-- start Extracted entries --

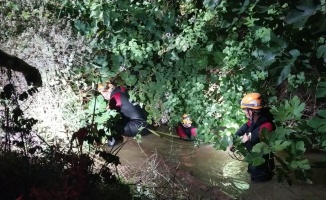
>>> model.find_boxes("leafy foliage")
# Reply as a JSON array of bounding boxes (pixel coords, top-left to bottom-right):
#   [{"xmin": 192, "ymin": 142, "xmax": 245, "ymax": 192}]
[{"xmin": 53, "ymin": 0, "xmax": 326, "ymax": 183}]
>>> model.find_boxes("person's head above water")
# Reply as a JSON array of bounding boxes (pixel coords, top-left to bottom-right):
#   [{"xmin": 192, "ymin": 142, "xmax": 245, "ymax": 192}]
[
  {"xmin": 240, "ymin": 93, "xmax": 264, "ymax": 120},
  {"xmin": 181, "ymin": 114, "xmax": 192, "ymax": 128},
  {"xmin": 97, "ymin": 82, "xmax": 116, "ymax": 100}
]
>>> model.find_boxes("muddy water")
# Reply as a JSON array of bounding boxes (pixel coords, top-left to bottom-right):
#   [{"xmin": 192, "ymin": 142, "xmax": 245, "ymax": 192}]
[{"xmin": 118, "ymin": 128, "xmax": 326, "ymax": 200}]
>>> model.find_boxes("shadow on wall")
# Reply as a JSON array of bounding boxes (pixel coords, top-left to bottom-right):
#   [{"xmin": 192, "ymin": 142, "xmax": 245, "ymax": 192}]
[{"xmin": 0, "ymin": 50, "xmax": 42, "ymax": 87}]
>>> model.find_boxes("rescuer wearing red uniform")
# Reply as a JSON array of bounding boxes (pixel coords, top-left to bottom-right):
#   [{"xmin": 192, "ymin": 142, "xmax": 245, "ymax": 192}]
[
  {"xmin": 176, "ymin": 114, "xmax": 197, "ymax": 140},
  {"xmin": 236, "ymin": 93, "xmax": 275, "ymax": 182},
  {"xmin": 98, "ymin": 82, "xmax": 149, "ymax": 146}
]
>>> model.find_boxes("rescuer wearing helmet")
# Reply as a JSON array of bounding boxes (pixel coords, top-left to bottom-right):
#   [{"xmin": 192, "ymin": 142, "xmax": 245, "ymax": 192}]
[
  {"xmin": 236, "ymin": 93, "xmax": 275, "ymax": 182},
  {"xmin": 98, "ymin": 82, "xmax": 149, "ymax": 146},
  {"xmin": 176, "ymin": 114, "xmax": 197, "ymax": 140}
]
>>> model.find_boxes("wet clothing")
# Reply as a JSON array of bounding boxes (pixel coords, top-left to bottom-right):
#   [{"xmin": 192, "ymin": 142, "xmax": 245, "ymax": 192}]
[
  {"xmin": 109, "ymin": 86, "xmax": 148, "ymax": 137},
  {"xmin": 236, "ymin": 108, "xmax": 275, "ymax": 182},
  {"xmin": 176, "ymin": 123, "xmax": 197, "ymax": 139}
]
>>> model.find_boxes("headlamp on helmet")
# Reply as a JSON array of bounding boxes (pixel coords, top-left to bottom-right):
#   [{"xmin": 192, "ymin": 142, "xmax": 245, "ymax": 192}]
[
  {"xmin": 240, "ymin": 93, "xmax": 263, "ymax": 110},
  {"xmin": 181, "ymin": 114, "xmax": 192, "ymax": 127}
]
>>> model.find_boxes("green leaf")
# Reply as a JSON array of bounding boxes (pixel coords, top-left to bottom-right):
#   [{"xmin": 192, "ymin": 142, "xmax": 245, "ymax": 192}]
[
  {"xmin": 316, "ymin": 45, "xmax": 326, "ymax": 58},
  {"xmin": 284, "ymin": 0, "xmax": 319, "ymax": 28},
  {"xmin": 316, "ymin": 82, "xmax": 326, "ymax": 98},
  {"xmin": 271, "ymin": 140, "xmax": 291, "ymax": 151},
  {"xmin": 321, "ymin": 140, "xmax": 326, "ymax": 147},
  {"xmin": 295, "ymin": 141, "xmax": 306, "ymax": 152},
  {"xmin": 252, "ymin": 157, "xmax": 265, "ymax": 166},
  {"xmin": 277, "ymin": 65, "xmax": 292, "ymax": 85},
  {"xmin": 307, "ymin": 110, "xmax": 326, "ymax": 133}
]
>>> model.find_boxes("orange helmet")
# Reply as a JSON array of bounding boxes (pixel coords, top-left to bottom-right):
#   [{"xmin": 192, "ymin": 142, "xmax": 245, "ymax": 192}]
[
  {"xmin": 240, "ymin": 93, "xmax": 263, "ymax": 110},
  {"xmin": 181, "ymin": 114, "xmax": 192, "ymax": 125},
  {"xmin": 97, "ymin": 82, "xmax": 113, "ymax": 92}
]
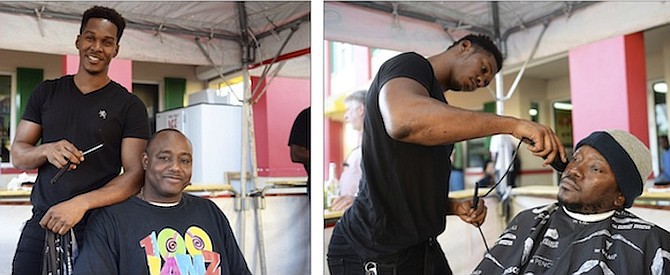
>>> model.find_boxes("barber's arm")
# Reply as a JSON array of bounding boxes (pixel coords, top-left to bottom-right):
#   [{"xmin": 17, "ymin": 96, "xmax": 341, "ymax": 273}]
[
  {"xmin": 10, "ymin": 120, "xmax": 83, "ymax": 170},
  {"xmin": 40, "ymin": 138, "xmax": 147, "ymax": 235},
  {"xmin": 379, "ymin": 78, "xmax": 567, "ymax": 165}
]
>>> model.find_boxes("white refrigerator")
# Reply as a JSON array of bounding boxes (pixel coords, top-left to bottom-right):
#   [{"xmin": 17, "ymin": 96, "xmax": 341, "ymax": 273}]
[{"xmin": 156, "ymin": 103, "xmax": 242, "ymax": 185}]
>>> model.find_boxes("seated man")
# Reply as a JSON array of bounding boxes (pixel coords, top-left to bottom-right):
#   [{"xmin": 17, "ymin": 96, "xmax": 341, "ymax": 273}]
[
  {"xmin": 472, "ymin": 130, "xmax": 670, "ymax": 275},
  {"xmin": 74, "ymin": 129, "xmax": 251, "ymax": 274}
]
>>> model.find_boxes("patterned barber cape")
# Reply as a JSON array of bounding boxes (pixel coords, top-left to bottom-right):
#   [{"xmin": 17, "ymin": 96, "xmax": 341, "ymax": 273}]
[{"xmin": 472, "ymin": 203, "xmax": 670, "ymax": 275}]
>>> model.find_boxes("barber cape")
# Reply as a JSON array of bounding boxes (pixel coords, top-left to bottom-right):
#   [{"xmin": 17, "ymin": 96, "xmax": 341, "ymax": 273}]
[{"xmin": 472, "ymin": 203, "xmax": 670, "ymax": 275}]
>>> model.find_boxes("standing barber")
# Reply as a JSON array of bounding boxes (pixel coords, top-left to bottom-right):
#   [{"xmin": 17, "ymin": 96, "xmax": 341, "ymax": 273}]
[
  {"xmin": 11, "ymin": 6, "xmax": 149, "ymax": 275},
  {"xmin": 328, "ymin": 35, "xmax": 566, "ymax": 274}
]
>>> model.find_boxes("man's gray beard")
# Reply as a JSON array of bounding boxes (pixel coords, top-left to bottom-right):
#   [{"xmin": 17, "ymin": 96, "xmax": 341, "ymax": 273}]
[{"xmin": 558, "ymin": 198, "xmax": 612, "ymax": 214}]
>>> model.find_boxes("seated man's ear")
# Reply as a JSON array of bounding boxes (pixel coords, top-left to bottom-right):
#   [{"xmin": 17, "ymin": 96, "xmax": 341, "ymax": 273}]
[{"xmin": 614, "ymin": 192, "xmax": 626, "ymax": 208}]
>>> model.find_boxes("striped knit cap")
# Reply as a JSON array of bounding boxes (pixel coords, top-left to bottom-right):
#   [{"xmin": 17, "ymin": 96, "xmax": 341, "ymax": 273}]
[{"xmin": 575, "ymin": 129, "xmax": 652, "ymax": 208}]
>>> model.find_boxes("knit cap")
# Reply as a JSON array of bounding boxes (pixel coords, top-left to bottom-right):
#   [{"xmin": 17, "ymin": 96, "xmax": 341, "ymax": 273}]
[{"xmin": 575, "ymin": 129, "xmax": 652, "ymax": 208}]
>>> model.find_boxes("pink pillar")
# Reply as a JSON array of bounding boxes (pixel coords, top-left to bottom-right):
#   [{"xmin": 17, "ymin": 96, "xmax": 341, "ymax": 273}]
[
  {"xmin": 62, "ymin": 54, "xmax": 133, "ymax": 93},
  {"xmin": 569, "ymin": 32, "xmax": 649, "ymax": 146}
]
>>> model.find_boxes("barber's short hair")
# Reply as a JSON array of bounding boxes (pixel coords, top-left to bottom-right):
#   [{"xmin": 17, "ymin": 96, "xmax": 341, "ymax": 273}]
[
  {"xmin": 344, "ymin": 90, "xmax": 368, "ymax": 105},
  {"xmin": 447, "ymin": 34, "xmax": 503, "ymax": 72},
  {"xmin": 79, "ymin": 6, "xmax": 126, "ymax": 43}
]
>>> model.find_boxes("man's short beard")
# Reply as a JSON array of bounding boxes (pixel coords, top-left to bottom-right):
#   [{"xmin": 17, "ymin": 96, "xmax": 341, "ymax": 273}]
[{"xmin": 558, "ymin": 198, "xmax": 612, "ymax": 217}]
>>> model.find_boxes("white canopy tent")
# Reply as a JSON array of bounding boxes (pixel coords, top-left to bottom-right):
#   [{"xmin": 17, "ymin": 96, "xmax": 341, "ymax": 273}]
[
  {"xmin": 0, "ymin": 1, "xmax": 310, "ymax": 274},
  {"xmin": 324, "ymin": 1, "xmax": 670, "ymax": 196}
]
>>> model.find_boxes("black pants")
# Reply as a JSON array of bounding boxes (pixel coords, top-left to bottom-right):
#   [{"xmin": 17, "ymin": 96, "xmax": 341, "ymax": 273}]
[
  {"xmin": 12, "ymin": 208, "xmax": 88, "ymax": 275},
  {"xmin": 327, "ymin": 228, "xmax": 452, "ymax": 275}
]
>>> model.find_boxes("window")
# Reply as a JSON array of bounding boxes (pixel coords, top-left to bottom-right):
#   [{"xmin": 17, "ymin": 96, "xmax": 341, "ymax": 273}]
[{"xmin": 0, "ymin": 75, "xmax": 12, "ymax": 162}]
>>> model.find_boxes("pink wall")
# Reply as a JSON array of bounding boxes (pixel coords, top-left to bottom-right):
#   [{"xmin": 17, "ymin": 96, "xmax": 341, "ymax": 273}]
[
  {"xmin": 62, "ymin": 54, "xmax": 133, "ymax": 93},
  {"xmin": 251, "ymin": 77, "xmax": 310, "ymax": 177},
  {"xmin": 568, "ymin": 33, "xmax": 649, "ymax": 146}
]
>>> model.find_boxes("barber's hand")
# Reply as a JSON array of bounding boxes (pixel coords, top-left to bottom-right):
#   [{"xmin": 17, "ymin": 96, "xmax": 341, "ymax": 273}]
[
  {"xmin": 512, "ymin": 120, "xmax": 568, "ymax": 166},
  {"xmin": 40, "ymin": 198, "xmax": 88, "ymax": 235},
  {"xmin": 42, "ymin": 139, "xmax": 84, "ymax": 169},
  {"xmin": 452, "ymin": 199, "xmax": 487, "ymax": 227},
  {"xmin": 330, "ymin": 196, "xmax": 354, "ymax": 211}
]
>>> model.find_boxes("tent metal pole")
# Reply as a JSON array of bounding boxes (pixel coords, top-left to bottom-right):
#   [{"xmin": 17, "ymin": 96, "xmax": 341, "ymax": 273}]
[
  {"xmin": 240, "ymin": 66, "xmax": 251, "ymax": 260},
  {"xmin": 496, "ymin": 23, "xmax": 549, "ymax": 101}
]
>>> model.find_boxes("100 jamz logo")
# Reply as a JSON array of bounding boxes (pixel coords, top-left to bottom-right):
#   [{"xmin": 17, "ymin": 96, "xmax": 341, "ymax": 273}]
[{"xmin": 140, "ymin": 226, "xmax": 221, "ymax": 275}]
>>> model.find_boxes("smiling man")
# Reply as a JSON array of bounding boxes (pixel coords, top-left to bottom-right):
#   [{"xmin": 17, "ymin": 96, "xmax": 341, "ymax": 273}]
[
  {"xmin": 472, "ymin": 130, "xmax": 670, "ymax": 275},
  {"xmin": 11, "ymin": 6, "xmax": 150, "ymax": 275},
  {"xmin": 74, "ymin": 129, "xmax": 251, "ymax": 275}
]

-- end Extracted entries --

#### What you need to do
Pick out every line in the material above that contains the string "rescuer", and copy each one. Case counts.

#### The answer
>>> model.find_boxes("rescuer wearing red uniform")
>>> model.find_boxes("rescuer wearing helmet")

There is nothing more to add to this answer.